## Page
My first lesson about Quality

When I left school, one of the first summer jobs I had, was in a local Bakery. This is where I learnt some really important quality lessons, which have stayed with me for life and have been just as relevant in healthcare as they were in industry and manufacturing. One lesson is the subject of this blog. 

It was a smallish factory but it needed a big seasonal workforce over holiday periods, cream cakes in the summer, hot cross buns at Easter and mince pies at Christmas.  I started out making ‘Japp Cakes’, these were little almond soft meringues, filled with buttercream followed with buttercream decoration on the top.

The only training I had for the job was – here is a pallet knife, then a 2 minute explanation from the foreman.  That was it.  Usually, I had about 500 cakes to make a day, but I only had to fill them with cream, someone else iced the top.  This was because the icing on the top was a little more skilled!  You needed to be able to pipe with a piping bag. 

Needless to say, it didn’t take long to become quite proficient with a pallet knife, although I often had problems finding one that wasn’t in use and also finding wheels on which to stack the trays of completed cakes.  I soon learnt how to while away time using this as an excuse, I would walk around the bakery looking for stuff, talking to other staff and helping them, rather than do my own work as it was a little boring, plus as I was paid by the hour there wasn’t much incentive to work quickly.

Collected data
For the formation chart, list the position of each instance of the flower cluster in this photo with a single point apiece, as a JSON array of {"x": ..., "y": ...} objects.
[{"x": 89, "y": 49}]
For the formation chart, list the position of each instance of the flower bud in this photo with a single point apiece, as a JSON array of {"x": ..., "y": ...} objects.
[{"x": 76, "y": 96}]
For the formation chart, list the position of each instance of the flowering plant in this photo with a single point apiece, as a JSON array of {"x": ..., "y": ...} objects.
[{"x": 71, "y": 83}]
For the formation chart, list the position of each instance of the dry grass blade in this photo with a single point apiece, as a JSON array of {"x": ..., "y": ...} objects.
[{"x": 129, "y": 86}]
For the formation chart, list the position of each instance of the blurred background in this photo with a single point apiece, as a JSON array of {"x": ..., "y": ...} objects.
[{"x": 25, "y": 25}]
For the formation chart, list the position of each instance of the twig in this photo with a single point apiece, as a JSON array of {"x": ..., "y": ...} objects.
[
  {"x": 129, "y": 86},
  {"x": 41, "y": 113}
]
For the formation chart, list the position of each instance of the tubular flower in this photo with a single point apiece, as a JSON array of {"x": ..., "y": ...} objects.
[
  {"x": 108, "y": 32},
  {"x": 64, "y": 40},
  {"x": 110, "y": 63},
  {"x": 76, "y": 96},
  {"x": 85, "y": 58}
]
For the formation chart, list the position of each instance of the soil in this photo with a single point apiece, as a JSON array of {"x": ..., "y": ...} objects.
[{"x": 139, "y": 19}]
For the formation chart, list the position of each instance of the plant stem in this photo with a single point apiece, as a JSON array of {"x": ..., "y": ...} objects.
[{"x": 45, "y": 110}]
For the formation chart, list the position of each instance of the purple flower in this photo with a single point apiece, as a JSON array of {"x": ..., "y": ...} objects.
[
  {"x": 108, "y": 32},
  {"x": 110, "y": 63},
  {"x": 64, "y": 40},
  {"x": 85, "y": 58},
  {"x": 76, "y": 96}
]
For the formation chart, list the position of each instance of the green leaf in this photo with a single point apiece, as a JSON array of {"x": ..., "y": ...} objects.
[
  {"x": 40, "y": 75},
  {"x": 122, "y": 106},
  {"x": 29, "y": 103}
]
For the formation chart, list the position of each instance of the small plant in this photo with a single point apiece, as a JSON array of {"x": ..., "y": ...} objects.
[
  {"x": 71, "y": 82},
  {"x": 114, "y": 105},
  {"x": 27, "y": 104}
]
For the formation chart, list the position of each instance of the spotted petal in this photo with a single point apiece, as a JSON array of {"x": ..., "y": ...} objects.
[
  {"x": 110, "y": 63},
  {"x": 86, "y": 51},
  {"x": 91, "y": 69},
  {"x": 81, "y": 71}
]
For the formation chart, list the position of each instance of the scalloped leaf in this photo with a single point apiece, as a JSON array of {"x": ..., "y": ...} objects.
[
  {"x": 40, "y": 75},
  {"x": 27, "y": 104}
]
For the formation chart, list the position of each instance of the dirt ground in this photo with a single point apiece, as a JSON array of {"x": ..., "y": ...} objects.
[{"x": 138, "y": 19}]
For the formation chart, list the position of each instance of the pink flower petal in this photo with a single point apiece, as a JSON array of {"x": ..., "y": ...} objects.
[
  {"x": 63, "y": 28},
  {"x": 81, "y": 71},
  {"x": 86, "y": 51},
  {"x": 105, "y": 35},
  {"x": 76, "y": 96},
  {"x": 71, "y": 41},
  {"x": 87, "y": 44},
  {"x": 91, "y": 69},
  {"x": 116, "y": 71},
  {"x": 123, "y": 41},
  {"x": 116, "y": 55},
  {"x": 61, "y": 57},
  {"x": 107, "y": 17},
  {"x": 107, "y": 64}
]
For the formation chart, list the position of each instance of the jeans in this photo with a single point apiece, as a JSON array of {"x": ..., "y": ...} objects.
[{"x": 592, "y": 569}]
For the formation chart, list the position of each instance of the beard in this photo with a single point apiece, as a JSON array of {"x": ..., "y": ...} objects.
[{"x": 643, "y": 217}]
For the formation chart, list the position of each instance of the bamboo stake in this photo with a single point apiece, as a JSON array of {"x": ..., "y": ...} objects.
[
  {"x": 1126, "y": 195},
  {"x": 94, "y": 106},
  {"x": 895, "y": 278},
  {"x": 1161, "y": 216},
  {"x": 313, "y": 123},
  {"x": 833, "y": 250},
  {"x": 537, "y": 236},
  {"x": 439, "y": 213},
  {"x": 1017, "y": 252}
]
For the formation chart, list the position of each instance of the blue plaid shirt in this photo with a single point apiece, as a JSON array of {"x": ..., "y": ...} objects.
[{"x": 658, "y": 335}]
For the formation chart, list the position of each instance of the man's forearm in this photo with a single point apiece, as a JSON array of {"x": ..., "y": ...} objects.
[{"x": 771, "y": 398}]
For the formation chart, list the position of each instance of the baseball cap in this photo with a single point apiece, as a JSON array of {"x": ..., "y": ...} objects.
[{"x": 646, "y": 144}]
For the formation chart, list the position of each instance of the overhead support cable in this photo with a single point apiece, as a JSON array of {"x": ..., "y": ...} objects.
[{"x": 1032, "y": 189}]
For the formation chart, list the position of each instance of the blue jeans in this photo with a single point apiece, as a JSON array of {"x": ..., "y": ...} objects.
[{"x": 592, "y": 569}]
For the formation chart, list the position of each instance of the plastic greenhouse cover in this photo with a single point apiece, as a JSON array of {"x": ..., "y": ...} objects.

## Objective
According to the bakery blog post, about how many cakes did the writer usually have to make a day?

## Written solution
About 500 cakes a day.